Records supplied:
## Begin

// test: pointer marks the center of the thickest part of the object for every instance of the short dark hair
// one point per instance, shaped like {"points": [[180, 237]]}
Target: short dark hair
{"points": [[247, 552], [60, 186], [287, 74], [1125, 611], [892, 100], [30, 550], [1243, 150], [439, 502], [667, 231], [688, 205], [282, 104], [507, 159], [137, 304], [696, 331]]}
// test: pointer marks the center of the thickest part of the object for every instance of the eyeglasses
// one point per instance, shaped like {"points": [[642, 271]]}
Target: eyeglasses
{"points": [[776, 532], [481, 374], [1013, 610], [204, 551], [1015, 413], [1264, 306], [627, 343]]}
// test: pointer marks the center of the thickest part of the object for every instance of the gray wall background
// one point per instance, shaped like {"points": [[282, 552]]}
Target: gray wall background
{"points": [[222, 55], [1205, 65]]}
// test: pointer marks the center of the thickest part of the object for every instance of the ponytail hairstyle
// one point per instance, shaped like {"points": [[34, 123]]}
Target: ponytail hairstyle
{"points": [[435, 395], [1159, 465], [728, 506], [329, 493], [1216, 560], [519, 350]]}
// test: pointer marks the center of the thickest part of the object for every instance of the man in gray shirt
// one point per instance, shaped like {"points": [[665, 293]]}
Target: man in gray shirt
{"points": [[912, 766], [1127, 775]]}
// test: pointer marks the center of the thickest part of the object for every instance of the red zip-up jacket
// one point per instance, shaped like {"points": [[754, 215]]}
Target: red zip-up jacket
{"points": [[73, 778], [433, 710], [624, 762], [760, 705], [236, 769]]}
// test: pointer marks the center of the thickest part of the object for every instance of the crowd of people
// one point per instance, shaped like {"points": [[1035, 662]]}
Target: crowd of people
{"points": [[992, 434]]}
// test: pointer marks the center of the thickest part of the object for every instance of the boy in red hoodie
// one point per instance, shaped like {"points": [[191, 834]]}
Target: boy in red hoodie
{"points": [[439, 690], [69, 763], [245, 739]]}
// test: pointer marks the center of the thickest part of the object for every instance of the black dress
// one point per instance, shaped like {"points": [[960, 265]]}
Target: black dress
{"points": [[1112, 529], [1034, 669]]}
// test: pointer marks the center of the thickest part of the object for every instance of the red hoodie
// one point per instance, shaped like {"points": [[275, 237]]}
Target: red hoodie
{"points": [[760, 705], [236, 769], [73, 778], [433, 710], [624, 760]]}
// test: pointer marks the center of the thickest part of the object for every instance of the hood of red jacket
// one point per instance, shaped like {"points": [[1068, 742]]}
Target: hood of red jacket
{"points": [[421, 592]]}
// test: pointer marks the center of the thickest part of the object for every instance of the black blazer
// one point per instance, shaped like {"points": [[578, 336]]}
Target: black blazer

## End

What is asked: Please copy all of the data above, line for line, with nothing changed.

Exercise output:
// test: pointer marks the center of the thickest part of the object for every instance of the short dark hair
// one point per instance, shaped like {"points": [[180, 237]]}
Target: short dark hair
{"points": [[247, 552], [60, 186], [287, 74], [1125, 611], [892, 100], [30, 550], [1243, 150], [439, 502], [667, 231], [688, 205], [282, 104], [507, 159], [137, 304], [696, 331]]}
// test: pointer marks the center of the thickest part of the object for every instance of the eyeglasses
// one point per instance, shaped like {"points": [[642, 271]]}
Target: eyeglasses
{"points": [[776, 532], [481, 374], [1013, 610], [204, 551], [1015, 413], [1264, 306], [627, 343]]}
// test: pointer marks the center of the thickest part of the object for every instance of the gray wall background
// one point per instance, shaped like {"points": [[282, 552]]}
Target: gray wall background
{"points": [[222, 55], [1205, 65]]}
// test: pointer marks the center of the thickest part of the object for every instance of the ponytail hairstyle
// one point per instance, shaped like {"points": [[34, 123]]}
Target: ponytail hairstyle
{"points": [[435, 395], [1159, 465], [728, 506], [329, 493], [1216, 560], [519, 350]]}
// test: pointer marks the center of the thickest part of the object for every instance of the man in gray shirt
// one point per instance, shaped like {"points": [[665, 293]]}
Target: man in gray shirt
{"points": [[912, 766], [1127, 775]]}
// test: pointer marks the center of the thickest part of the object for every instance of the red zip-up jacket
// one point per instance, shaped like {"points": [[754, 215]]}
Target: red zip-up jacket
{"points": [[73, 778], [433, 710], [624, 762], [760, 705], [236, 769]]}
// test: pointer marks the center of the thickest part of the object for every instance of the crowd of people
// one point per instance, shaped like {"points": [[1035, 662]]}
Target: crowd of people
{"points": [[992, 434]]}
// test: pointer marks the center of the thickest part of the object for every instance of the boy in red hoodie
// one point per instance, shaped like {"points": [[191, 834]]}
Target: boy in red hoodie
{"points": [[439, 690], [69, 763], [245, 739]]}
// test: pointer marks the center of the thickest part of the object for every instance of the black dress
// one point per instance, shaped like {"points": [[960, 265]]}
Target: black dress
{"points": [[1112, 529], [1034, 669]]}
// test: pointer marks the center of the thickest part of the object for every instance of the red hoodie
// one point per instance, shaped like {"points": [[275, 237]]}
Target: red hoodie
{"points": [[760, 705], [236, 769], [73, 778], [433, 710], [624, 760]]}
// test: pointer marks the center of the thickest part of the object for every instance of the hood of red jacket
// one point per instance, shaped like {"points": [[1068, 742]]}
Target: hood of red jacket
{"points": [[421, 592]]}
// test: pointer marks the center of the thickest part of the object for every instance of the black blazer
// one point per instance, shaped like {"points": [[578, 336]]}
Target: black blazer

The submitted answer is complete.